- **TASK DETAILS**
Pull every line from the records below and reproduce each one verbatim, in its original order.

- **RECORDS PROVIDED**
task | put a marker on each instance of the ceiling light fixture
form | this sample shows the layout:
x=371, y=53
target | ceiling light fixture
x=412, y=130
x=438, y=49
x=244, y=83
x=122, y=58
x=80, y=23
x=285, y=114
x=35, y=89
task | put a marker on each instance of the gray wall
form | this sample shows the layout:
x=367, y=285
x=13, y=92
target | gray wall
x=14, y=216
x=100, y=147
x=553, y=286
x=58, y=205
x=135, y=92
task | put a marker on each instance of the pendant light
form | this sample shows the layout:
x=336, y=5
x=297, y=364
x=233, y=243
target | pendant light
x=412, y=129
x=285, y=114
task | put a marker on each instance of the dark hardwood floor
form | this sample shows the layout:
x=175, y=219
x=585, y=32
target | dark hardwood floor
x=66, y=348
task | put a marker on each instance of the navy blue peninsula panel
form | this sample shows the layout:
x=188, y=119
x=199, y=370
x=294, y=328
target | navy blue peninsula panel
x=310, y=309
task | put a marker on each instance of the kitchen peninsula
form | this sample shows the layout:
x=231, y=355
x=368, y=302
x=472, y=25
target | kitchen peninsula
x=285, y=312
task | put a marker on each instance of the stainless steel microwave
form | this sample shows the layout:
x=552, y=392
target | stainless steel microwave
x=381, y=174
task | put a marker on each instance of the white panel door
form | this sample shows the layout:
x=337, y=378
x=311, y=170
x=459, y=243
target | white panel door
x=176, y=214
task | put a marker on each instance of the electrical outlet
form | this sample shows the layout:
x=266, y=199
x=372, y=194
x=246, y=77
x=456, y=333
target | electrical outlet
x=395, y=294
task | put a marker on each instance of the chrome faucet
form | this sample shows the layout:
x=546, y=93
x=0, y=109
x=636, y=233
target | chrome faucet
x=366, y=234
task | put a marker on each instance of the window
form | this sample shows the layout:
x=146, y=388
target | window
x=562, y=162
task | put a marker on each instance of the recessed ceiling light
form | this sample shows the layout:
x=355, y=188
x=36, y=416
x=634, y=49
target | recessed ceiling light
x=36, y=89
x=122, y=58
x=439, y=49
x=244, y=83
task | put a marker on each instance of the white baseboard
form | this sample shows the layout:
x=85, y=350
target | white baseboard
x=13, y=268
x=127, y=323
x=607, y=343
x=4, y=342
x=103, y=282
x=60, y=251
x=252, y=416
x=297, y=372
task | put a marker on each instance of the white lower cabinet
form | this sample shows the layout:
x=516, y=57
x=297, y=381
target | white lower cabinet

- **THE REPLY**
task | put a marker on each instance of the ceiling light fixture
form | this sample shows the layout:
x=371, y=53
target | ceiling light fixture
x=412, y=130
x=438, y=49
x=244, y=83
x=122, y=58
x=80, y=23
x=285, y=114
x=35, y=89
task | put a marker on each instance of the gray wall
form | this sample shows the layout:
x=367, y=285
x=13, y=92
target | gray wall
x=14, y=216
x=100, y=147
x=553, y=286
x=58, y=205
x=135, y=92
task | put a marker on each instance of the pendant light
form | this sample shows the layout:
x=336, y=5
x=297, y=364
x=233, y=243
target | pendant light
x=412, y=129
x=285, y=114
task | put a marker on each instance of the dark hardwood floor
form | this sample shows the layout:
x=175, y=219
x=585, y=32
target | dark hardwood floor
x=66, y=348
task | put a marker on each instance of the navy blue peninsula panel
form | this sample shows the layout:
x=188, y=119
x=199, y=370
x=294, y=328
target | navy blue peninsula panel
x=310, y=309
task | put a marker on each instance of the kitchen peninsula
form | this sample shows the layout:
x=231, y=355
x=368, y=302
x=472, y=25
target | kitchen peninsula
x=285, y=312
task | put a marker on each instance of the stainless steel microwave
form | this sample shows the layout:
x=552, y=392
target | stainless steel microwave
x=381, y=174
task | put a marker on each instance of the white panel door
form | this sample shows the layout:
x=337, y=378
x=311, y=170
x=459, y=243
target | white panel door
x=176, y=214
task | put a marker on each instance of the electrical outlet
form | this sample shows the layout:
x=266, y=199
x=372, y=194
x=246, y=77
x=456, y=333
target | electrical outlet
x=395, y=294
task | put a marker on each instance of the chrome faucet
form | this sample shows the layout:
x=546, y=93
x=0, y=109
x=636, y=233
target | chrome faucet
x=366, y=234
task | put a marker on each instance of the window
form | this sample shows the layout:
x=146, y=388
target | window
x=562, y=162
task | put a marker on each instance of the recessed ceiling light
form | this sample shows the layout:
x=355, y=188
x=36, y=416
x=634, y=49
target | recessed ceiling light
x=36, y=89
x=122, y=58
x=439, y=49
x=244, y=83
task | put a marker on each instance of the white baseboard
form | this sample shows the layout:
x=85, y=350
target | white baseboard
x=13, y=268
x=127, y=323
x=607, y=343
x=4, y=342
x=103, y=282
x=60, y=251
x=252, y=416
x=297, y=372
task | put a marker on each instance of the white lower cabinet
form | this sample shows the layout:
x=516, y=57
x=297, y=381
target | white lower cabinet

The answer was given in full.